[Extracted data entries]

========

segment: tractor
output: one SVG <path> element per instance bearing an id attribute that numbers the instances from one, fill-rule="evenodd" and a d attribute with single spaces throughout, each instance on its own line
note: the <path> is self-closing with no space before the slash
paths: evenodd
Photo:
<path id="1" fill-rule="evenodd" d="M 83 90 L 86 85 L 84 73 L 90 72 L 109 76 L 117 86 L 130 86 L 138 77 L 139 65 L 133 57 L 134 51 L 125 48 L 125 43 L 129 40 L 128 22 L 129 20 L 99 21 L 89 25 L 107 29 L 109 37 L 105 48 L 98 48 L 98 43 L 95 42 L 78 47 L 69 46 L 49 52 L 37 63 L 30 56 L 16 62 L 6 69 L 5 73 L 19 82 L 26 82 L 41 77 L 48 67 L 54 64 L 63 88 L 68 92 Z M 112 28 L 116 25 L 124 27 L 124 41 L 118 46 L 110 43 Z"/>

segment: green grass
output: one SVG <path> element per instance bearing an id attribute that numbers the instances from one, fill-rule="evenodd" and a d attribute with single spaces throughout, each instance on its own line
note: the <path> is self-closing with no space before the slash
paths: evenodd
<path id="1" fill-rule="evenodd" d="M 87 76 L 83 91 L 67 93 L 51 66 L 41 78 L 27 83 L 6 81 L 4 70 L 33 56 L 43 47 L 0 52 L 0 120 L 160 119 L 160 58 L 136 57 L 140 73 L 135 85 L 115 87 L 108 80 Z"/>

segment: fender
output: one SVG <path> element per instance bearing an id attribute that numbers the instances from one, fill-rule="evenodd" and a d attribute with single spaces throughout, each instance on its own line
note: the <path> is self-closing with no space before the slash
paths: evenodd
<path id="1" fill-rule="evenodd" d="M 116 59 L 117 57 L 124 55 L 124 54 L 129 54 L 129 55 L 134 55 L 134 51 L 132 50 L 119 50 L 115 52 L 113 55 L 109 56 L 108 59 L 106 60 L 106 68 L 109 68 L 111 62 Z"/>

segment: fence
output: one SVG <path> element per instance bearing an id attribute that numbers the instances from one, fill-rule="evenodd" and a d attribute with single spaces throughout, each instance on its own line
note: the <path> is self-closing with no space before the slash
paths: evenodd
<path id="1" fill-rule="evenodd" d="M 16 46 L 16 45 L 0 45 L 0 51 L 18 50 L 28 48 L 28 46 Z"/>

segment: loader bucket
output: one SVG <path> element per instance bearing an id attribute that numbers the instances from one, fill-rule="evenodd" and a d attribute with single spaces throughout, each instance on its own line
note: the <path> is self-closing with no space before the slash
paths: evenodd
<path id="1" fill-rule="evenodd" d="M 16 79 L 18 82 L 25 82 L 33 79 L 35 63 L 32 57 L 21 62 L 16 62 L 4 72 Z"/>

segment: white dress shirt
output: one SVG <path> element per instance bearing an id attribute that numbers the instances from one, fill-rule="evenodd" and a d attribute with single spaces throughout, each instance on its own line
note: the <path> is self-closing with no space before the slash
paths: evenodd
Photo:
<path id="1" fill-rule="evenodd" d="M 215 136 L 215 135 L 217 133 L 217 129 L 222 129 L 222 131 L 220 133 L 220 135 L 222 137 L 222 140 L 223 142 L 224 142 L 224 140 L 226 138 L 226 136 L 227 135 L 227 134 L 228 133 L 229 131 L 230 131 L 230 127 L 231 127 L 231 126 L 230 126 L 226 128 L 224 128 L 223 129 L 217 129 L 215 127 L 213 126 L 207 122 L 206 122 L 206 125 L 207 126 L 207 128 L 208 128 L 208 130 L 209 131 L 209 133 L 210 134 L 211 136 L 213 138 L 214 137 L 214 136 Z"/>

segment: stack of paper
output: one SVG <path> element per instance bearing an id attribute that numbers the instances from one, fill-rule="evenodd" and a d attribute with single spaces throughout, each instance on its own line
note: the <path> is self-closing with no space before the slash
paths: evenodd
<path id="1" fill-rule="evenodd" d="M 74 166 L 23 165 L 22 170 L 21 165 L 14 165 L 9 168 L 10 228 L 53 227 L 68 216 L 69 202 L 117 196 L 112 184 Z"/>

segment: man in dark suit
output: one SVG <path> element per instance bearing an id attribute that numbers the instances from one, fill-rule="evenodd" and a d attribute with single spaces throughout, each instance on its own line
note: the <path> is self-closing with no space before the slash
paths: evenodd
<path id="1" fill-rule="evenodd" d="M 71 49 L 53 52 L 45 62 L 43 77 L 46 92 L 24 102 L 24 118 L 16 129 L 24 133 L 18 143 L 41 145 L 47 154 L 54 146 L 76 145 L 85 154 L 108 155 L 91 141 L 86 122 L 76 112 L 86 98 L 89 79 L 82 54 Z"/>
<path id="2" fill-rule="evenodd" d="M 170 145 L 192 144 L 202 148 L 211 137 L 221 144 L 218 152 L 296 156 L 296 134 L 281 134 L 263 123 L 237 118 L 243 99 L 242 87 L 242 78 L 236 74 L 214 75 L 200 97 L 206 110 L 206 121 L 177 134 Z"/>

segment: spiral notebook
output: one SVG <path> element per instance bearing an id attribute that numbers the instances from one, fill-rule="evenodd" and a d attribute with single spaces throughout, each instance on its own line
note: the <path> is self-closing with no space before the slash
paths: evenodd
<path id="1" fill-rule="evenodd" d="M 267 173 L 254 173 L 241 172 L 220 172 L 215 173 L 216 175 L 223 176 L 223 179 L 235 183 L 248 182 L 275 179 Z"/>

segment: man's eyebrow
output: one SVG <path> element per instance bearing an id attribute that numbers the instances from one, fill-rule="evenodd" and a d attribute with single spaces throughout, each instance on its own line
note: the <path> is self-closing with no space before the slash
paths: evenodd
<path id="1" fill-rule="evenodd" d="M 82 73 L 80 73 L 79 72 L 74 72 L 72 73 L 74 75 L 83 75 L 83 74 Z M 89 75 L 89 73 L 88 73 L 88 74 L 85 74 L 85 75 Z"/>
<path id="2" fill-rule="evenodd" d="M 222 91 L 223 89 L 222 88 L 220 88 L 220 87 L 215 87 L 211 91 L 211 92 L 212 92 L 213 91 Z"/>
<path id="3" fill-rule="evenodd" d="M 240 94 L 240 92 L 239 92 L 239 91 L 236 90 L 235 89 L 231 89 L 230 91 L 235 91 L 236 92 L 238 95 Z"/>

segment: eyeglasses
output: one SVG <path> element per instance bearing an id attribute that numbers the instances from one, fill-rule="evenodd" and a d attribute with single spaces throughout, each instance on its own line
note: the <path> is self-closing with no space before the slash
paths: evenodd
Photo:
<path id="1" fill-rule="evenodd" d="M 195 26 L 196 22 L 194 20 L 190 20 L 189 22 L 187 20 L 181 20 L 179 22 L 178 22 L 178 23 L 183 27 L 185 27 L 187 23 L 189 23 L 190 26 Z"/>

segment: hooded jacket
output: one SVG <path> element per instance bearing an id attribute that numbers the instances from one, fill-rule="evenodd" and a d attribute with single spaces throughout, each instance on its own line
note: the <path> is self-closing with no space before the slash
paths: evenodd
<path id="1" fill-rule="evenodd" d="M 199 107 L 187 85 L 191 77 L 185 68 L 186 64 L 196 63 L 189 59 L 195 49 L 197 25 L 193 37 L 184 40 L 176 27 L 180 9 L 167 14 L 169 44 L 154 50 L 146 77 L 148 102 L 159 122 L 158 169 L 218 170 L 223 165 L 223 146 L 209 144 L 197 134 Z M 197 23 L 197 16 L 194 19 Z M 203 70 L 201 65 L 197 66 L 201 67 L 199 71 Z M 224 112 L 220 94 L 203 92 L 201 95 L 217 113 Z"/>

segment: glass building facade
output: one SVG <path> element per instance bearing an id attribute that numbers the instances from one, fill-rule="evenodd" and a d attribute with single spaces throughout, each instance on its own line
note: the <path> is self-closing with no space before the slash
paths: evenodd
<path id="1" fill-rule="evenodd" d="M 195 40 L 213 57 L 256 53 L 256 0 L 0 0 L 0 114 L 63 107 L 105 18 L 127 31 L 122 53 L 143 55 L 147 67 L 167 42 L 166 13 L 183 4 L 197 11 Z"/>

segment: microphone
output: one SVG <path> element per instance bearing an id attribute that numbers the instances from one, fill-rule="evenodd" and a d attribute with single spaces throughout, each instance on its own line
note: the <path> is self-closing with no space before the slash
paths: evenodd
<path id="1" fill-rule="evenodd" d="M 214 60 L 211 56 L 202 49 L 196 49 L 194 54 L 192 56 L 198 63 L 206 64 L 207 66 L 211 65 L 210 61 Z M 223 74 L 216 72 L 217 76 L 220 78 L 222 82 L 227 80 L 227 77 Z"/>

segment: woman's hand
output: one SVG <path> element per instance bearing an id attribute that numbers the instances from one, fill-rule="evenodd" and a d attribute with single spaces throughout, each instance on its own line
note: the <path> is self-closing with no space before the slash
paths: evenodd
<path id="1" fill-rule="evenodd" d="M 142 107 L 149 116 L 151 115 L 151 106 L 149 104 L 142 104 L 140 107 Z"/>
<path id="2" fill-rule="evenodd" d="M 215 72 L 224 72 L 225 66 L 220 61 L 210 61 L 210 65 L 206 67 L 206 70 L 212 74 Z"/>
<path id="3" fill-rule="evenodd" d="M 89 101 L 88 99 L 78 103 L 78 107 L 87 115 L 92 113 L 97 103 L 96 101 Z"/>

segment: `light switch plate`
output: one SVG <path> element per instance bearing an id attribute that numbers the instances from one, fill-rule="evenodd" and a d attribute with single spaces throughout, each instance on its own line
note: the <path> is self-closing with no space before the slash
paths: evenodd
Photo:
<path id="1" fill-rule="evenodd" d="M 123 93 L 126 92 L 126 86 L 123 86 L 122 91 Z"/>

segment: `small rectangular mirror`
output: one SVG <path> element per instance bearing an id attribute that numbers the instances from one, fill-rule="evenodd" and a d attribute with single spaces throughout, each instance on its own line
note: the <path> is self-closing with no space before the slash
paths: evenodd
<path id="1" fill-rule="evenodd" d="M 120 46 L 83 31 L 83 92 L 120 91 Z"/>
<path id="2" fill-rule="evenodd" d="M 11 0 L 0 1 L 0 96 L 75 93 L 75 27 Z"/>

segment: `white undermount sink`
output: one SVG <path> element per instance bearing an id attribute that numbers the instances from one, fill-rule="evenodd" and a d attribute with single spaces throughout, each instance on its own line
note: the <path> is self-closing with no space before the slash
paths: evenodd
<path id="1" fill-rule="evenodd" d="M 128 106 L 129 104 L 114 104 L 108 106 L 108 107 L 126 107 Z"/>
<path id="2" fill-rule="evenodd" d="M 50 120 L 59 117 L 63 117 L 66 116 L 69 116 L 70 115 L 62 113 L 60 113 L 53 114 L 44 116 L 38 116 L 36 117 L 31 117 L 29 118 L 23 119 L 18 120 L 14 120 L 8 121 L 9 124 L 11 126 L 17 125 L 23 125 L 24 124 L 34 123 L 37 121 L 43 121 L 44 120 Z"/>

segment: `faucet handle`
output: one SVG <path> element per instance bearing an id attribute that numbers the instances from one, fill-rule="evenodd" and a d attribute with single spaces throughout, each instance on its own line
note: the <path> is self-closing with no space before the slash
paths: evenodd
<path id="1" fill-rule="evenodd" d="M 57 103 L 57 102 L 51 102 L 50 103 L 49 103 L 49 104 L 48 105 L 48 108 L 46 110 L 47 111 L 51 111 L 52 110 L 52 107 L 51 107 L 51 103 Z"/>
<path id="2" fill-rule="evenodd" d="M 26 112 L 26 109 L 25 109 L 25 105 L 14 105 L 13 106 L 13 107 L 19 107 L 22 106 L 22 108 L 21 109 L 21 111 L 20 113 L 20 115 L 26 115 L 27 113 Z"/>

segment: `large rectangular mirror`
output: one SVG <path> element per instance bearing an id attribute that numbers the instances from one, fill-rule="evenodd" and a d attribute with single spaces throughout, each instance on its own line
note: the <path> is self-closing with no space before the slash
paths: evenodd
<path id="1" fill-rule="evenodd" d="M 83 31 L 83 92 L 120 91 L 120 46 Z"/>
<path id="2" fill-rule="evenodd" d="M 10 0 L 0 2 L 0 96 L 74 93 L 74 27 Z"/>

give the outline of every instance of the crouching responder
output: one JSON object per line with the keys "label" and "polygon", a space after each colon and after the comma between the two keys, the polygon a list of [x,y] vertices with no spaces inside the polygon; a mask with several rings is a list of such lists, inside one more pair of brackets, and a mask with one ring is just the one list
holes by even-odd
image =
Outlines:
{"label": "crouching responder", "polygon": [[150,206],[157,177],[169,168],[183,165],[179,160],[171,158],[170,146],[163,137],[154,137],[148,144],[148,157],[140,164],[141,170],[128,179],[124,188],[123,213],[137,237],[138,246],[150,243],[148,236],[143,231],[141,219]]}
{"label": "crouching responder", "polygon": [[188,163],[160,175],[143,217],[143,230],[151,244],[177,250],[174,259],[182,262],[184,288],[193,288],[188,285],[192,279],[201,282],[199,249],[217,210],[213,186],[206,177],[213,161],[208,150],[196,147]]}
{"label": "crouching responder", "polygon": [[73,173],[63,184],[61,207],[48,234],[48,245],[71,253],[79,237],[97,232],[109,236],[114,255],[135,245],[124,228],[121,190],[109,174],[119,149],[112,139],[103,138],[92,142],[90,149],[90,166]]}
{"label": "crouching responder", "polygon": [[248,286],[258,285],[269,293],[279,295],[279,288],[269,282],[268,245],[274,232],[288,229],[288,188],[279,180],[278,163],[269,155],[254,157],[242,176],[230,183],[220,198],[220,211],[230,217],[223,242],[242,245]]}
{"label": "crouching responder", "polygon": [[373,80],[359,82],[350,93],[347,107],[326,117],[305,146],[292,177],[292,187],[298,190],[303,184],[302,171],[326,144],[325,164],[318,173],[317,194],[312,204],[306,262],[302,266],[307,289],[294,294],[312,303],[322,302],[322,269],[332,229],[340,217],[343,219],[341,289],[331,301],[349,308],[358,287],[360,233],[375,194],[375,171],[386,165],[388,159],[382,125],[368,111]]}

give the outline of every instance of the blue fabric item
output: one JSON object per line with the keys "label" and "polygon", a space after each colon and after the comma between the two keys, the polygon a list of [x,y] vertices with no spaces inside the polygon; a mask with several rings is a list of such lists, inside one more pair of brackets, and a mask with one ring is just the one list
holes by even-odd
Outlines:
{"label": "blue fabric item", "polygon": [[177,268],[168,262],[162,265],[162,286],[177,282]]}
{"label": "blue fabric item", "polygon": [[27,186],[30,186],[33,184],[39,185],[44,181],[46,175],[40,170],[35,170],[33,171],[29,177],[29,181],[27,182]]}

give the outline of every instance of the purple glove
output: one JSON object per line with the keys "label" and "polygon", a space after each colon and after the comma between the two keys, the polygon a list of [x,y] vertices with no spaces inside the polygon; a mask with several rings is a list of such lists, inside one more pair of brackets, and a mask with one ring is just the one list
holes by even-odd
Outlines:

========

◆ **BRIEF**:
Output everything in the material from its very first line down to the line containing "90 72 L 109", both included, reproducing each line without any change.

◆ **RESPONSE**:
segment: tractor
output: one SVG <path> element per instance bearing an id attribute that numbers the instances from one, fill-rule="evenodd" and a d attribute with single spaces throughout, each instance on its own line
note: the <path> is self-closing with no space before the slash
paths: evenodd
Photo:
<path id="1" fill-rule="evenodd" d="M 83 90 L 86 85 L 84 73 L 90 72 L 109 76 L 117 86 L 130 86 L 138 77 L 139 65 L 133 57 L 134 51 L 125 48 L 125 43 L 129 40 L 128 22 L 129 20 L 99 21 L 89 25 L 107 29 L 109 37 L 105 48 L 98 48 L 98 43 L 95 42 L 78 47 L 69 46 L 49 52 L 37 63 L 30 56 L 16 62 L 6 69 L 5 73 L 19 82 L 26 82 L 41 77 L 48 67 L 54 64 L 63 88 L 68 92 Z M 112 28 L 116 25 L 124 27 L 124 41 L 118 46 L 110 43 Z"/>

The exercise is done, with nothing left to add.